(Selected passage)

1.) John Dowd, one of Donald Trump’s top personal lawyers, stepped down Thursday from the president’s legal team just days after calling for an immediate end to Special Counsel Robert Mueller’s probe of Russian interference in the 2016 election.

2.) With his company slapped with a second lawsuit in as many days over a data-mining scandal that likely influenced the 2016 presidential election, Facebook CEO Mark Zuckerberg broke his days-long silence to acknowledge mistakes were made.

3.) Despite overwhelming scientific consensus that heat-trapping carbon emissions are warming the planet, a Big Oil attorney argued in court Wednesday that doubt still lingers as to how much the fossil fuel industry has impacted climate change.

4.) The Seventh Circuit found an Indiana high school’s Christmas Spectacular concert constitutional after the school added Hanukkah and Kwanzaa songs and replaced its live nativity with mannequins.

(End Selected passage)
(Dataset content)

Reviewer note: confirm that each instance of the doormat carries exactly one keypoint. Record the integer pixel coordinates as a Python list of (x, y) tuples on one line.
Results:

(End Dataset content)

* List of tasks
- 1) In the news briefs, what did the Indiana high school add to its Christmas Spectacular concert?
- 2) Return the part of the news briefs from "1.) John Dowd, one" to "the 2016 election.", copied word for word.

* Answers for this exercise
- 1) Hanukkah and Kwanzaa songs.

- 2)
1.) John Dowd, one of Donald Trump’s top personal lawyers, stepped down Thursday from the president’s legal team just days after calling for an immediate end to Special Counsel Robert Mueller’s probe of Russian interference in the 2016 election.